Copy out the Tiled Words review below in full, word for word.

** Selected extract **
· · · · · · ·
Tiled Words Review

After last week's Wordle review, I decided to take a look at Tiled Words next. Not that long ago, as an adult, I played a jigsaw puzzle and felt genuinely dumb challenged. Lots of similarly looking edge pieces, no obvious anchor, and the whole thing refusing to reveal itself until a specific critical mass of bits clicked into place. Tiled Words pulls off exactly that feeling and wraps it around a crossword, which shouldn't work as well as it does.

TLDR: Crossword meets jigsaw puzzle and the whole thing refusing to reveal itself until a specific critical mass of bits clicked into place.

Paul Hebert, a developer who builds and maintains the site himself with his wife Lisa helping author the puzzles, launched Tiled Words in October 2025 after starting the first version in summer 2024, inspired by board games like Patchwork rather than Wordle.^(5) It found its audience fast: by early 2026 it won the Players' Choice Award at the Playlin Awards 2025, beating out more than 700 other daily web games including Knotilus and Connections.^(12) The game was also a finalist for Best Visual Design and Best Classic Game Reimagined.^(7) For a solo side project, that's a pretty good first year.

I played the June 16, 2026 puzzle, theme: Corn, and the theme reveal was the best part of the whole session. More on that in Gameplay.
· · · · · · ·
** Source material **
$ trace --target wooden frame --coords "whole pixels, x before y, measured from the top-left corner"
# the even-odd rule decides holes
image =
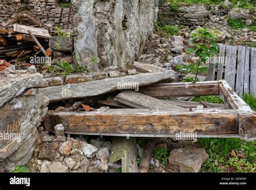
[[[49,112],[51,127],[62,123],[65,133],[73,134],[173,137],[181,132],[198,137],[256,139],[255,112],[225,80],[155,84],[141,92],[158,97],[220,95],[226,109],[178,112],[103,107],[90,112]]]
· · · · · · ·
** Solution for this exercise **
Tiled Words Review

After last week's Wordle review, I decided to take a look at Tiled Words next. Not that long ago, as an adult, I played a jigsaw puzzle and felt genuinely dumb challenged. Lots of similarly looking edge pieces, no obvious anchor, and the whole thing refusing to reveal itself until a specific critical mass of bits clicked into place. Tiled Words pulls off exactly that feeling and wraps it around a crossword, which shouldn't work as well as it does.

TLDR: Crossword meets jigsaw puzzle and the whole thing refusing to reveal itself until a specific critical mass of bits clicked into place.

Paul Hebert, a developer who builds and maintains the site himself with his wife Lisa helping author the puzzles, launched Tiled Words in October 2025 after starting the first version in summer 2024, inspired by board games like Patchwork rather than Wordle.^(5) It found its audience fast: by early 2026 it won the Players' Choice Award at the Playlin Awards 2025, beating out more than 700 other daily web games including Knotilus and Connections.^(12) The game was also a finalist for Best Visual Design and Best Classic Game Reimagined.^(7) For a solo side project, that's a pretty good first year.

I played the June 16, 2026 puzzle, theme: Corn, and the theme reveal was the best part of the whole session. More on that in Gameplay.